(Records for this exercise Opens)

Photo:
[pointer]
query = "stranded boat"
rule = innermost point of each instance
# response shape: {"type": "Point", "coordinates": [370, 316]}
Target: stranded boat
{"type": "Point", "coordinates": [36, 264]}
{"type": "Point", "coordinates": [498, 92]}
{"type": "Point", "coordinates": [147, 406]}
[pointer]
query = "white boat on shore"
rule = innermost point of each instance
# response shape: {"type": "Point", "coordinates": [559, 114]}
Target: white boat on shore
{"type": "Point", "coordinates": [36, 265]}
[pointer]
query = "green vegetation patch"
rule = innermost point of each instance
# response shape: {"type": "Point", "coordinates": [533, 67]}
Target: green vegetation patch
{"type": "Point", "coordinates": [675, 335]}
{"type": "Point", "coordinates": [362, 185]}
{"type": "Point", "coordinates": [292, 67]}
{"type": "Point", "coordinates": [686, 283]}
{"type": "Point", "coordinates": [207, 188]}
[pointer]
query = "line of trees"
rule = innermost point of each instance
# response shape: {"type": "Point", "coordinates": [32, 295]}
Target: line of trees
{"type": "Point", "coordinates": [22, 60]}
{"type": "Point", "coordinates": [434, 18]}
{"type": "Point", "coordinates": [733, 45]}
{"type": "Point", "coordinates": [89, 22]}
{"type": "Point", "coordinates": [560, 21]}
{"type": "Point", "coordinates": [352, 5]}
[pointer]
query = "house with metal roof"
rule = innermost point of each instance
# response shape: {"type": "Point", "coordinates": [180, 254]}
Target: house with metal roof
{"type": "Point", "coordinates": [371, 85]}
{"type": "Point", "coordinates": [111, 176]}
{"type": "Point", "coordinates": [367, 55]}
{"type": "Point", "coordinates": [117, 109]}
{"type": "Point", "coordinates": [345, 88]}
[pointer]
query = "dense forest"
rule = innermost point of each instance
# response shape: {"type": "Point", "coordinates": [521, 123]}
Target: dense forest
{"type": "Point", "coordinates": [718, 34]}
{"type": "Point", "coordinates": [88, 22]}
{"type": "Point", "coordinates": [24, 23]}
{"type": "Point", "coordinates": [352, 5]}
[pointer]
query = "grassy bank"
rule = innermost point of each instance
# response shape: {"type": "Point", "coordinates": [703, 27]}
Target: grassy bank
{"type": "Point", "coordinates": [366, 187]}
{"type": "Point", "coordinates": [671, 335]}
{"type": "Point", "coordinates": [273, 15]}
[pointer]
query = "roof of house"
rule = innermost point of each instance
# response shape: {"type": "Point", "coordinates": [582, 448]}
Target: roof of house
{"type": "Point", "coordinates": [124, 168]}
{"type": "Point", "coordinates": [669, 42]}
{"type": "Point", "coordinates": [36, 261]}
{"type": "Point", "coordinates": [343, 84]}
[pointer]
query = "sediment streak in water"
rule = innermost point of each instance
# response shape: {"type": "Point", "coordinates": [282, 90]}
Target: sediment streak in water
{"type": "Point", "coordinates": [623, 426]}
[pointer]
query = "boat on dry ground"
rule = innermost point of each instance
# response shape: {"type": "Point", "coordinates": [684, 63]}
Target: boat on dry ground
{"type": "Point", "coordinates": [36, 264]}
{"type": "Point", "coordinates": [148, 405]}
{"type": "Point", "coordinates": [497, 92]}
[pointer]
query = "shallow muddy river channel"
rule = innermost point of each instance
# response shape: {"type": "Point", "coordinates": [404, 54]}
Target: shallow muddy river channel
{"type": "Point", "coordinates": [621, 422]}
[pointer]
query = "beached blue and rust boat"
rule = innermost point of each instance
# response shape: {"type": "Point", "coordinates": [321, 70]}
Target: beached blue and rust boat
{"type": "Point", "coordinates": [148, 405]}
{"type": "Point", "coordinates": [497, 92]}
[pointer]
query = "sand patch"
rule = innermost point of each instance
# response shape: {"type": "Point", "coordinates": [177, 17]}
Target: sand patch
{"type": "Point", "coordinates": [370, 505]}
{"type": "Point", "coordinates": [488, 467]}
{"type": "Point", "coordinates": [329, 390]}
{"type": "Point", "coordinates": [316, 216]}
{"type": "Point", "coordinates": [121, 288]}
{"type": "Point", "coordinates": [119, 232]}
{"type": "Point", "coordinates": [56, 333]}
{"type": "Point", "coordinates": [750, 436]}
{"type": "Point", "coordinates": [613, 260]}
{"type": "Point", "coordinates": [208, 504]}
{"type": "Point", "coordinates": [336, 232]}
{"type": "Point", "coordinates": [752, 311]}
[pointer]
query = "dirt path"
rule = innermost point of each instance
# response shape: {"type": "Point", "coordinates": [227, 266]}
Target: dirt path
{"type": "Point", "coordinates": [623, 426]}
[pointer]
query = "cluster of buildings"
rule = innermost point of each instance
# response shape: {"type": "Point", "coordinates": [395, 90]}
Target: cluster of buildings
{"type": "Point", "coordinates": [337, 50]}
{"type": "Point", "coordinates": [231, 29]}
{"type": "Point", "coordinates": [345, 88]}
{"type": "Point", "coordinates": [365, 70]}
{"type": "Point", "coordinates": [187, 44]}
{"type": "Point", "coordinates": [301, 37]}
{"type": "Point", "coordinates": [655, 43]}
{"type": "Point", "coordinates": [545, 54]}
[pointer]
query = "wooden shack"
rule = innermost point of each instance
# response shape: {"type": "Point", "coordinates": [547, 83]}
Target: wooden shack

(Records for this exercise Closes)

What needs to be done:
Retype every record above exactly as written.

The completed task:
Photo:
[pointer]
query = "stranded boat"
rule = innermost point of each instance
# response shape: {"type": "Point", "coordinates": [370, 316]}
Target: stranded boat
{"type": "Point", "coordinates": [36, 264]}
{"type": "Point", "coordinates": [498, 92]}
{"type": "Point", "coordinates": [147, 406]}
[pointer]
query = "white boat on shore"
rule = innermost point of each instance
# response shape: {"type": "Point", "coordinates": [559, 114]}
Target: white boat on shore
{"type": "Point", "coordinates": [36, 265]}
[pointer]
query = "green vegetation patch"
rule = innermost point of each instance
# response shape: {"type": "Point", "coordinates": [533, 67]}
Target: green vegetation patch
{"type": "Point", "coordinates": [675, 335]}
{"type": "Point", "coordinates": [362, 185]}
{"type": "Point", "coordinates": [292, 67]}
{"type": "Point", "coordinates": [686, 283]}
{"type": "Point", "coordinates": [207, 188]}
[pointer]
query = "line of trees"
rule = innermost point of each instance
# response shape: {"type": "Point", "coordinates": [32, 295]}
Target: line of trees
{"type": "Point", "coordinates": [22, 60]}
{"type": "Point", "coordinates": [434, 18]}
{"type": "Point", "coordinates": [733, 45]}
{"type": "Point", "coordinates": [89, 22]}
{"type": "Point", "coordinates": [560, 21]}
{"type": "Point", "coordinates": [352, 5]}
[pointer]
query = "house with metal roof"
rule = innermost point of each instance
# response shape: {"type": "Point", "coordinates": [180, 254]}
Target: house with metal roof
{"type": "Point", "coordinates": [371, 85]}
{"type": "Point", "coordinates": [111, 176]}
{"type": "Point", "coordinates": [367, 55]}
{"type": "Point", "coordinates": [117, 109]}
{"type": "Point", "coordinates": [345, 88]}
[pointer]
query = "dense forest"
rule = innermost point of each instance
# response shape: {"type": "Point", "coordinates": [521, 123]}
Target: dense forest
{"type": "Point", "coordinates": [718, 34]}
{"type": "Point", "coordinates": [88, 22]}
{"type": "Point", "coordinates": [24, 23]}
{"type": "Point", "coordinates": [352, 5]}
[pointer]
query = "grassy bank"
rule = innermost point of each instance
# response shape: {"type": "Point", "coordinates": [703, 27]}
Target: grassy bank
{"type": "Point", "coordinates": [366, 187]}
{"type": "Point", "coordinates": [671, 335]}
{"type": "Point", "coordinates": [273, 15]}
[pointer]
query = "roof of house"
rule = innermost point of each instance
# response shape: {"type": "Point", "coordinates": [582, 448]}
Target: roof of house
{"type": "Point", "coordinates": [124, 168]}
{"type": "Point", "coordinates": [669, 42]}
{"type": "Point", "coordinates": [36, 261]}
{"type": "Point", "coordinates": [343, 84]}
[pointer]
query = "sediment streak in water"
rule = innermost point of each instance
# response shape: {"type": "Point", "coordinates": [282, 90]}
Target: sediment streak in water
{"type": "Point", "coordinates": [623, 426]}
[pointer]
query = "boat on dry ground"
rule = innermost point of each instance
# response shape: {"type": "Point", "coordinates": [684, 63]}
Target: boat on dry ground
{"type": "Point", "coordinates": [36, 264]}
{"type": "Point", "coordinates": [148, 405]}
{"type": "Point", "coordinates": [497, 92]}
[pointer]
query = "shallow muddy river channel"
rule = innermost point of each instance
# response shape: {"type": "Point", "coordinates": [404, 54]}
Target: shallow muddy river channel
{"type": "Point", "coordinates": [621, 422]}
[pointer]
query = "beached blue and rust boat"
rule = innermost point of each instance
# response shape: {"type": "Point", "coordinates": [321, 70]}
Target: beached blue and rust boat
{"type": "Point", "coordinates": [148, 405]}
{"type": "Point", "coordinates": [497, 92]}
[pointer]
query = "sand patch"
rule = innermost point of each instance
# response shape: {"type": "Point", "coordinates": [177, 17]}
Target: sand patch
{"type": "Point", "coordinates": [370, 505]}
{"type": "Point", "coordinates": [488, 467]}
{"type": "Point", "coordinates": [329, 390]}
{"type": "Point", "coordinates": [316, 216]}
{"type": "Point", "coordinates": [121, 288]}
{"type": "Point", "coordinates": [119, 232]}
{"type": "Point", "coordinates": [56, 333]}
{"type": "Point", "coordinates": [750, 436]}
{"type": "Point", "coordinates": [613, 260]}
{"type": "Point", "coordinates": [208, 504]}
{"type": "Point", "coordinates": [336, 232]}
{"type": "Point", "coordinates": [752, 311]}
[pointer]
query = "dirt path"
rule = innermost point of each instance
# response shape: {"type": "Point", "coordinates": [227, 266]}
Target: dirt path
{"type": "Point", "coordinates": [623, 426]}
[pointer]
query = "cluster of buildings"
rule = innermost point of each instance
# response shape: {"type": "Point", "coordinates": [395, 90]}
Target: cluster of buildings
{"type": "Point", "coordinates": [337, 50]}
{"type": "Point", "coordinates": [231, 29]}
{"type": "Point", "coordinates": [345, 88]}
{"type": "Point", "coordinates": [365, 70]}
{"type": "Point", "coordinates": [187, 44]}
{"type": "Point", "coordinates": [301, 37]}
{"type": "Point", "coordinates": [655, 43]}
{"type": "Point", "coordinates": [545, 54]}
[pointer]
query = "wooden shack"
rule = innermost point of each instance
# response shape: {"type": "Point", "coordinates": [547, 83]}
Target: wooden shack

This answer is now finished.